Selected extract -
◆ ◆ ◆ ◆ ◆
Some of the AI models built by buzzy French startup Mistral are significantly more likely to produce child sexual exploitation material (CSEM) and content linked to chemical and nuclear threats compared to its competitors, according to a new report.
Mistral, which launched in Paris two years ago, builds generative AI models similar to those powering US tech giant OpenAI’s ChatGPT. The startup has quickly become one of French tech’s hottest companies, raising more than €1bn in a year and reaching a €5.8bn valuation.
A new report published by US-based AI safety startup Enkrypt AI suggests some of Mistral’s models are 60 times more likely to generate CSEM and up to 40 times more likely to produce potentially dangerous CBRN (chemical, biological, radiological and nuclear) content, when compared to models developed by OpenAI and Anthropic.
Enkrypt AI’s team carried out red teaming on the models, a common cybersecurity method that consists of simulating harmful behaviours to test a system’s answer to them. In this case, they used prompts specifically designed to bypass content filters to test the models’ response to CSEM and CBRN queries.
◆ ◆ ◆ ◆ ◆
Data provided -
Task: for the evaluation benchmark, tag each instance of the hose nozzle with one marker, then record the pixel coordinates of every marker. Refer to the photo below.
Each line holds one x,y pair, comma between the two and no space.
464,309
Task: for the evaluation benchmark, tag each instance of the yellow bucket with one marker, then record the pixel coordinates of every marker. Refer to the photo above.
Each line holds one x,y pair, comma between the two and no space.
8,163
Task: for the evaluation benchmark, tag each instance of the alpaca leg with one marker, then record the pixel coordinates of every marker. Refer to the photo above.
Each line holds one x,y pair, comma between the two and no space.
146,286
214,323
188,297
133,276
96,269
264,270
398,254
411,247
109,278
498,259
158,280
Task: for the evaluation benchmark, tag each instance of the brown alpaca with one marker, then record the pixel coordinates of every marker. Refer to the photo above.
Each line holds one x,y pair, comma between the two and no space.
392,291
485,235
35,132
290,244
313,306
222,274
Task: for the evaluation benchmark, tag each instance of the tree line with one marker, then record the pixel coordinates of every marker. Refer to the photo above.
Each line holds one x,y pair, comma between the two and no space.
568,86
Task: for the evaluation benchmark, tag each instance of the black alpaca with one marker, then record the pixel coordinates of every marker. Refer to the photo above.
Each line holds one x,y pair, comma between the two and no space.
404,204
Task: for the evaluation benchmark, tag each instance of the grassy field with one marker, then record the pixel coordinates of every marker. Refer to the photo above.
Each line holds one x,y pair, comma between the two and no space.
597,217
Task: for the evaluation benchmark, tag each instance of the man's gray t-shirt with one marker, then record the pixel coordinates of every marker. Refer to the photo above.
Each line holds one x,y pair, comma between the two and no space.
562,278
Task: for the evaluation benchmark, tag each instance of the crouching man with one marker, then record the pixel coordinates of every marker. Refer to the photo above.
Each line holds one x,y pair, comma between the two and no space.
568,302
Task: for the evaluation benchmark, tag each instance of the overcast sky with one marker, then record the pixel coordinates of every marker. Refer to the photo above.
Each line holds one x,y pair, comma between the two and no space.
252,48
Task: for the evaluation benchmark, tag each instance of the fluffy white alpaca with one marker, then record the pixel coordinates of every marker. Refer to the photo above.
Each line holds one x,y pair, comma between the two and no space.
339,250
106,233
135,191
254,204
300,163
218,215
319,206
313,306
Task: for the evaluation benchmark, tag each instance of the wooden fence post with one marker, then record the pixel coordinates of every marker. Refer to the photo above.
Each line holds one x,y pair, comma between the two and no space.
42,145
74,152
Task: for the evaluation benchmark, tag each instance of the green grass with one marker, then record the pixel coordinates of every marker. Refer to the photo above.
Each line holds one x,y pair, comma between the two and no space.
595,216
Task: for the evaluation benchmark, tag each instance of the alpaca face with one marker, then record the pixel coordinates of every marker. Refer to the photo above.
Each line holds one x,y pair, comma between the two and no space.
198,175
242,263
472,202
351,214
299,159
◆ ◆ ◆ ◆ ◆
Work instruction 1 - According to the article on Mistral's AI models, what valuation has Mistral reached?
Work instruction 2 - Do these statements agree with the article on Mistral's AI models? Answer yes or no for each, quoting the deciding words. (a) Mistral launched in Paris three years ago. (b) Enkrypt AI is based in the US. (c) The prompts used in the testing were designed to get around content filters.

Response box 1 - €5.8bn

Response box 2 -
(a) No: "launched in Paris two years ago"
(b) Yes: "US-based AI safety startup Enkrypt AI"
(c) Yes: "prompts specifically designed to bypass content filters"